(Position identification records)
◇ ◇ ◇ ◇ ◇ ◇ ◇

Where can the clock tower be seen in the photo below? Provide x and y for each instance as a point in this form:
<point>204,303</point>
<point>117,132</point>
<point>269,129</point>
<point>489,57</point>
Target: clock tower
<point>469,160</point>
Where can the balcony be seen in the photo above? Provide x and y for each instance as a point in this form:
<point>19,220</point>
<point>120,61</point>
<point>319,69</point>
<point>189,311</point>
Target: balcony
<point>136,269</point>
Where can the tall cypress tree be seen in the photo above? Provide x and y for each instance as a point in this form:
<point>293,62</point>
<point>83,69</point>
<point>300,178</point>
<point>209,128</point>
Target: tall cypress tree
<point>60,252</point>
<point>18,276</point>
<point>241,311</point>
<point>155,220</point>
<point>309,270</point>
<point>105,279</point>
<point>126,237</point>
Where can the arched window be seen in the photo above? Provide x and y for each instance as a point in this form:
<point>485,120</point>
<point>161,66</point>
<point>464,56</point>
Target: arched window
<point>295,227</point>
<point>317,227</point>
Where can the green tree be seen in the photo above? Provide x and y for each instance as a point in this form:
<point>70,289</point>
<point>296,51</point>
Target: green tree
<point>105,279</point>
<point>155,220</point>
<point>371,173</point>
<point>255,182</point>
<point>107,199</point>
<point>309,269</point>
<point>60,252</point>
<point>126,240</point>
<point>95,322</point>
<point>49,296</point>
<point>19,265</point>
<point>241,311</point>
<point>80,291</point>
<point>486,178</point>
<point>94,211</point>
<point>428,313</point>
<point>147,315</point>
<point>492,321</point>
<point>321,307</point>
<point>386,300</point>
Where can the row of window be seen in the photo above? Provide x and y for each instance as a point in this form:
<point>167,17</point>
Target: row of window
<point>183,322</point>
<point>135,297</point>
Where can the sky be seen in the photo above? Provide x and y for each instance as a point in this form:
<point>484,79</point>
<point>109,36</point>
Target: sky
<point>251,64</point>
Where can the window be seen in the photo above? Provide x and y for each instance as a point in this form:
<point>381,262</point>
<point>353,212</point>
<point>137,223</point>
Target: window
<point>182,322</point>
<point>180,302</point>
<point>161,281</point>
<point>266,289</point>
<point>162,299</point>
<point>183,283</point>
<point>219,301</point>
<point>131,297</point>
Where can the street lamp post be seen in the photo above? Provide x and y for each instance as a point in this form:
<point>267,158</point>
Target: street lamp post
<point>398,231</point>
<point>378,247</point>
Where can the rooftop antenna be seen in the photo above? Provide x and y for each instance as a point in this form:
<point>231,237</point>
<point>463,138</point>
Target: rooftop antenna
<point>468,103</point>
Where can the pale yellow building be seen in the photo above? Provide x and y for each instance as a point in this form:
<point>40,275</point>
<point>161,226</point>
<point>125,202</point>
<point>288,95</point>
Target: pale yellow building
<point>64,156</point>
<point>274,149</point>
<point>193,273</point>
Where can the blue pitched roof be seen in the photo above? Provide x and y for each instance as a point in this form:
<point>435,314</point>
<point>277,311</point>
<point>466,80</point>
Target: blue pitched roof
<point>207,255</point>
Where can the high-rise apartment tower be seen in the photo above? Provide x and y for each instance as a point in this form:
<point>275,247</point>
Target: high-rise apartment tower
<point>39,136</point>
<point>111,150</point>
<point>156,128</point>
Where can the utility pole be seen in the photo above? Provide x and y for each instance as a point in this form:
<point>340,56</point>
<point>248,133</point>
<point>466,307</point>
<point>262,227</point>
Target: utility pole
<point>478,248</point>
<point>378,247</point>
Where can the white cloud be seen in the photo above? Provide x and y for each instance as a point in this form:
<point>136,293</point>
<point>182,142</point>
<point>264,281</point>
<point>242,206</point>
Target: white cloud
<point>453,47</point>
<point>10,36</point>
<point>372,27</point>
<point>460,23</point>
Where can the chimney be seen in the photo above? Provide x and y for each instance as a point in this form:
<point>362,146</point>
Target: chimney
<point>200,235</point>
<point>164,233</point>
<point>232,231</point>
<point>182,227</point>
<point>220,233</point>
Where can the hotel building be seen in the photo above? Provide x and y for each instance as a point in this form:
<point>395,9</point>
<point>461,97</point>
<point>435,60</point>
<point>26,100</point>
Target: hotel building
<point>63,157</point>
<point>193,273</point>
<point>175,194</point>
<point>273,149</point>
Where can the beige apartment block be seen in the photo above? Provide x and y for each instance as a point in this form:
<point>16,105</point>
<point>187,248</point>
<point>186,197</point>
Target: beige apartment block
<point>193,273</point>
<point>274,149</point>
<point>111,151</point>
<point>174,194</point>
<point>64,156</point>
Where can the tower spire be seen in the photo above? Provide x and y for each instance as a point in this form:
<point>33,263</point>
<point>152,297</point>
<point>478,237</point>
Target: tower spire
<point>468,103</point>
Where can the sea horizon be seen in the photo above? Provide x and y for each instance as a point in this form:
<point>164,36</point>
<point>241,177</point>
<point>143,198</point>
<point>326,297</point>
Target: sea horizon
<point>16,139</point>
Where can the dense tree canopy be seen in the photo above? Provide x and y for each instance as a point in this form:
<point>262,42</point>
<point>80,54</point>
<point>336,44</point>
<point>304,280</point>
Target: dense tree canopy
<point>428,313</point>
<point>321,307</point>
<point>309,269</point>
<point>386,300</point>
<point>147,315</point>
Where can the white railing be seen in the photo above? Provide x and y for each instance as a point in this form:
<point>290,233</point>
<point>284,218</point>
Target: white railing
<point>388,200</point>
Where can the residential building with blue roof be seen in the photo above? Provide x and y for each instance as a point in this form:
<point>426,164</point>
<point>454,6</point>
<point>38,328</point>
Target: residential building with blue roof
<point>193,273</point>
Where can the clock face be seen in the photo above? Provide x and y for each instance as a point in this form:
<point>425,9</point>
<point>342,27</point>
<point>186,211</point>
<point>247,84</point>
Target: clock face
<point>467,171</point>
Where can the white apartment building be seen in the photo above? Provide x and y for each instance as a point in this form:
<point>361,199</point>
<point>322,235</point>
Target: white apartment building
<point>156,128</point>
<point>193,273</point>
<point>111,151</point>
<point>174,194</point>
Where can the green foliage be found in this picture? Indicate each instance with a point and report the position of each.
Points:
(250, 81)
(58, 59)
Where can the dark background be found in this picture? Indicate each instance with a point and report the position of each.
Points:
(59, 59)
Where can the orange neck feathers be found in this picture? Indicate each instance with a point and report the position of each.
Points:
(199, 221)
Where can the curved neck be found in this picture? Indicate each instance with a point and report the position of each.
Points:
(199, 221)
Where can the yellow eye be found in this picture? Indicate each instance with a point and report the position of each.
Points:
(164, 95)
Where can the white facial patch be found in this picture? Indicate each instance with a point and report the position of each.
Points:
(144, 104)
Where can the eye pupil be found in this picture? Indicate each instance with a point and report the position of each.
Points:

◇ ◇ ◇ ◇ ◇ ◇ ◇

[WHAT IS ASKED]
Output the complete data exactly as written.

[TASK OUTPUT]
Where can the clock tower be seen in the photo below? Provide x and y for each instance as a point in this form:
<point>204,303</point>
<point>117,132</point>
<point>269,129</point>
<point>489,57</point>
Target: clock tower
<point>469,160</point>
Where can the balcony be seen in the photo above? Provide x and y for each instance as a point in this form:
<point>19,220</point>
<point>120,61</point>
<point>319,69</point>
<point>189,311</point>
Target: balcony
<point>136,269</point>
Where can the tall cypress tree be seen in the photo above? Provide x and y for each instance as a point in this form:
<point>293,62</point>
<point>83,69</point>
<point>300,178</point>
<point>209,128</point>
Target: tall cypress tree
<point>60,252</point>
<point>18,276</point>
<point>241,311</point>
<point>155,220</point>
<point>309,270</point>
<point>105,279</point>
<point>126,237</point>
Where can the arched window be seen in the photo above? Provide x and y for each instance as a point in this form:
<point>485,120</point>
<point>161,66</point>
<point>464,56</point>
Target: arched window
<point>295,227</point>
<point>317,227</point>
Where can the green tree be seen in the photo above? Provide x and y for each instance as a point in this form:
<point>70,289</point>
<point>296,51</point>
Target: green tree
<point>105,279</point>
<point>155,220</point>
<point>371,173</point>
<point>255,182</point>
<point>107,199</point>
<point>309,269</point>
<point>60,252</point>
<point>126,240</point>
<point>95,322</point>
<point>49,296</point>
<point>19,265</point>
<point>241,311</point>
<point>80,291</point>
<point>486,178</point>
<point>94,211</point>
<point>428,313</point>
<point>147,315</point>
<point>492,321</point>
<point>321,307</point>
<point>386,300</point>
Where can the row of window be seen in the photo above? Provide x and y for each instance as a point in this form:
<point>167,17</point>
Target: row of window
<point>183,322</point>
<point>135,297</point>
Where can the sky be seen in the photo above? Provide x and y for each instance as a point in this form:
<point>484,79</point>
<point>109,36</point>
Target: sky
<point>251,64</point>
Where can the window be seen in the photo above? Provide x and y for each instance as a point in this form:
<point>381,262</point>
<point>353,212</point>
<point>137,223</point>
Target: window
<point>182,322</point>
<point>180,302</point>
<point>161,281</point>
<point>266,289</point>
<point>162,299</point>
<point>183,283</point>
<point>219,301</point>
<point>131,297</point>
Where can the street lamp post be seen in the photo above? Provide x and y for each instance as a point in this form:
<point>267,158</point>
Target: street lamp post
<point>398,231</point>
<point>378,247</point>
Where can the rooftop antenna be seen in the photo above? Provide x and y for each instance as a point in this form:
<point>231,237</point>
<point>463,138</point>
Target: rooftop antenna
<point>468,103</point>
Where can the pale yellow building be seen in the photo above? Provide x and y for each instance as a point in this form:
<point>40,275</point>
<point>161,226</point>
<point>125,202</point>
<point>288,95</point>
Target: pale yellow building
<point>64,156</point>
<point>274,149</point>
<point>193,273</point>
Where can the blue pitched roof be seen in the photo above? Provide x and y for each instance as a point in this form:
<point>435,314</point>
<point>277,311</point>
<point>466,80</point>
Target: blue pitched roof
<point>207,255</point>
Where can the high-rise apartment tower be seen in the photo above? Provide x and y for each instance as a point in this form:
<point>275,247</point>
Target: high-rise apartment tower
<point>39,136</point>
<point>111,150</point>
<point>156,128</point>
Where can the utility pole be seen in the photo above? Provide x and y for each instance as a point in this form:
<point>340,56</point>
<point>248,133</point>
<point>466,307</point>
<point>262,227</point>
Target: utility pole
<point>478,248</point>
<point>378,247</point>
Where can the white cloud be seen in the photo above? Provide x and y for each instance as a point in this form:
<point>136,293</point>
<point>182,142</point>
<point>264,281</point>
<point>242,206</point>
Target: white cloud
<point>453,47</point>
<point>10,36</point>
<point>372,27</point>
<point>460,23</point>
Where can the chimney be seen in the photo above? Provide x and y for each instance as a point in this form:
<point>362,146</point>
Target: chimney
<point>200,235</point>
<point>164,233</point>
<point>232,231</point>
<point>182,227</point>
<point>220,233</point>
Where can the hotel building be seen in the photo above? Provide x and y for each instance as a point in this form:
<point>395,9</point>
<point>461,97</point>
<point>435,60</point>
<point>26,100</point>
Target: hotel building
<point>63,157</point>
<point>193,273</point>
<point>175,194</point>
<point>273,149</point>
Where can the beige apartment block be seen in the photo above? Provide x and y for each instance as a point in this form:
<point>16,105</point>
<point>187,248</point>
<point>186,197</point>
Target: beige apartment block
<point>193,273</point>
<point>274,149</point>
<point>111,151</point>
<point>174,194</point>
<point>64,156</point>
Where can the tower spire be seen in the photo above? Provide x and y for each instance as a point in this form:
<point>33,263</point>
<point>152,297</point>
<point>478,237</point>
Target: tower spire
<point>468,103</point>
Where can the sea horizon be seen in the photo above? Provide x and y for each instance as a point in this form:
<point>164,36</point>
<point>241,177</point>
<point>143,198</point>
<point>326,297</point>
Target: sea horizon
<point>16,139</point>
Where can the dense tree canopy be seen in the photo above? Provide x and y for each instance as a point in this form:
<point>262,42</point>
<point>80,54</point>
<point>336,44</point>
<point>304,280</point>
Target: dense tree canopy
<point>428,313</point>
<point>321,307</point>
<point>309,269</point>
<point>386,300</point>
<point>147,315</point>
Where can the white railing be seen in the photo above? Provide x and y for each instance as a point in this form:
<point>290,233</point>
<point>284,218</point>
Target: white railing
<point>388,200</point>
Where can the residential building with blue roof be seen in the photo above? Provide x and y for each instance as a point in this form:
<point>426,164</point>
<point>454,6</point>
<point>38,328</point>
Target: residential building with blue roof
<point>193,273</point>
Where can the clock face be seen in the photo above? Provide x and y for each instance as a point in this form:
<point>425,9</point>
<point>342,27</point>
<point>186,211</point>
<point>247,84</point>
Target: clock face
<point>467,171</point>
Where can the white apartment building be seen in the photo above? Provide x and y for each instance as a point in this form:
<point>361,199</point>
<point>322,235</point>
Target: white apartment building
<point>156,128</point>
<point>193,273</point>
<point>111,151</point>
<point>174,194</point>
Where can the green foliage be found in this picture? Indicate each instance with a point and report the position of each.
Points:
(250, 81)
(58, 59)
Where can the dark background be found in this picture? Indicate each instance with a point and report the position of each.
Points:
(59, 59)
Where can the orange neck feathers be found in this picture? Indicate each instance with a point and report the position of each.
Points:
(199, 221)
Where can the curved neck be found in this picture? Indicate each instance with a point and report the position of each.
Points:
(199, 221)
Where can the yellow eye be found in this picture? Indicate each instance with a point and report the position of each.
Points:
(164, 95)
Where can the white facial patch be found in this picture? Indicate each instance with a point and report the position of each.
Points:
(144, 104)
Where can the eye pupil be found in this picture? Indicate each instance with a point and report the position of each.
Points:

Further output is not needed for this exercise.